■ Work to do:
**1)** Output everything in the SuperPlots notebook from "# Aesthetics" down to "df = pd.read_csv('../data/jcb_202001064_datas1.txt')".
**2)** Translate this sentence from the SuperPlots notebook into Spanish: "I divided each subplot into its own function to avoid overcrowding and allow for modularity."
**3)** Does the SuperPlots notebook support each statement? Answer yes or no for each, and quote the words that decide it. (a) A serif style is set as the default font. (b) The barplot is drawn in blue. (c) The "wrong" p-value treats the Control and Drug treatments as related samples.

Learning how to make and use SuperPlots

In [9]:

# Let's import the packages we will need

import pandas as pd # essential to handle table objects (dataframes)
from matplotlib import pyplot as plt # one of the most important libraries to create scientific visualization in Python
import matplotlib.ticker as ticker # utility import to change ticks frequency on an axis
import seaborn as sns # great package built on matplotlib to create grouped-data plots
from scipy.stats import ttest_rel, ttest_ind # calculate t-test between related and independent samples in Python

# Aesthetics
plt.rcParams["font.family"] = "serif" # use Serif style as default font

In [10]:

# Read data from original publication
# find it here https://doi.org/10.1083/jcb.202001064
df = pd.read_csv('../data/jcb_202001064_datas1.txt')

In [11]:

# I divided each subplot into its own function to avoid overcrowding and allow for modularity
# I called each plot with its 'judgement' name in the original publication

def create_nope_plot(df, ax):

    # Get 'wrong' p-value pretending Control and Drug treatments are independent samples with N=300
    bad_pvalue = ttest_ind(
            df.loc[lambda df_: df_.Treatment == 'Control']['Speed'], # all speed values for Control
            df.loc[lambda df_: df_.Treatment == 'Drug']['Speed'] # all speed values for Drug
        ).pvalue

    # Create plot
    sns.barplot( # a simple barplot with errorbars grouping all the samples together
        data=df, x='Treatment', y='Speed',
        color='gray', edgecolor='black', lw=1.5,
        capsize=.4, err_kws={"color": "black", "linewidth": 1.5},
        ax=ax
    )

■ Given records:
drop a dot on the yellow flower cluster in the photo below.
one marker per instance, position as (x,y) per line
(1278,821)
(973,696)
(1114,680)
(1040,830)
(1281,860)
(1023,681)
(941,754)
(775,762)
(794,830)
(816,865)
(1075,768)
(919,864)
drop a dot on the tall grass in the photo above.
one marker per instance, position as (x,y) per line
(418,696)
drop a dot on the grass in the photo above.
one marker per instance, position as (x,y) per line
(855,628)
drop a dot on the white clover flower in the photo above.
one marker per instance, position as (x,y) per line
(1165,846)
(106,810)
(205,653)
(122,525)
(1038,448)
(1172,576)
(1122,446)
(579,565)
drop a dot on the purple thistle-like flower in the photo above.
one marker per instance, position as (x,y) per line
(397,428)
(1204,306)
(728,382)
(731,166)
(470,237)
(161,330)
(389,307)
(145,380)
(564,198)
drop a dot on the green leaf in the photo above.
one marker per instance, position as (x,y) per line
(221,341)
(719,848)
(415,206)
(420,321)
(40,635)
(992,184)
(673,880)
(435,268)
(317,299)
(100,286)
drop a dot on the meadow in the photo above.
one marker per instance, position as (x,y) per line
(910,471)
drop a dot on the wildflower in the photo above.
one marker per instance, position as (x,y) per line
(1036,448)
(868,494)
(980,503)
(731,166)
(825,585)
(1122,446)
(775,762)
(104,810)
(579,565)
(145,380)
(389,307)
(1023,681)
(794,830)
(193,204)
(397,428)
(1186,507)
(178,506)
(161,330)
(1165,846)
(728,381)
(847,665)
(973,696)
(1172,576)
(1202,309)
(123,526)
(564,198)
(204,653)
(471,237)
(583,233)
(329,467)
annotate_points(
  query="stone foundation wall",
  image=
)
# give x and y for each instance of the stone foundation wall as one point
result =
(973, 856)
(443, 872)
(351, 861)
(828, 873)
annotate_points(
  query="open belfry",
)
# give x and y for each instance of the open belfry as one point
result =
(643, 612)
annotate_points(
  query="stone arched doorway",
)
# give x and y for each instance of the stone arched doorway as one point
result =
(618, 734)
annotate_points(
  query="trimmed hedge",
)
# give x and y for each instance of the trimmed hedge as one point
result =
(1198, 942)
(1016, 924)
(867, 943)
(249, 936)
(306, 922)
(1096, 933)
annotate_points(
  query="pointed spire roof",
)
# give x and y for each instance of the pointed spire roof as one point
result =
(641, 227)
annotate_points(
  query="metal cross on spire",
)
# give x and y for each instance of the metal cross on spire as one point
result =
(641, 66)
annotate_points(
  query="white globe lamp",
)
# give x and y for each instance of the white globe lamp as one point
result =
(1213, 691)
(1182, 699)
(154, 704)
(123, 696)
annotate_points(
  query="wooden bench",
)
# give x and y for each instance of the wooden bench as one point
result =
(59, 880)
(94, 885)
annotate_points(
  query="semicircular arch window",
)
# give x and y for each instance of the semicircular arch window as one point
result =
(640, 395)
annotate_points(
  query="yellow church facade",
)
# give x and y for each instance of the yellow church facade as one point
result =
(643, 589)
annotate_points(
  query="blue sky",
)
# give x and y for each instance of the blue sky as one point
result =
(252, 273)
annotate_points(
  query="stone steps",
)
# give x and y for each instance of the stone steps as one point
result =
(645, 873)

■ Task results:
**1)**
# Aesthetics
plt.rcParams["font.family"] = "serif" # use Serif style as default font

In [10]:

# Read data from original publication
# find it here https://doi.org/10.1083/jcb.202001064
df = pd.read_csv('../data/jcb_202001064_datas1.txt')

**2)** Dividí cada subgráfico en su propia función para evitar la saturación y permitir la modularidad.

**3)**
(a) Yes: "use Serif style as default font"
(b) No: "color='gray'"
(c) No: "pretending Control and Drug treatments are independent samples with N=300"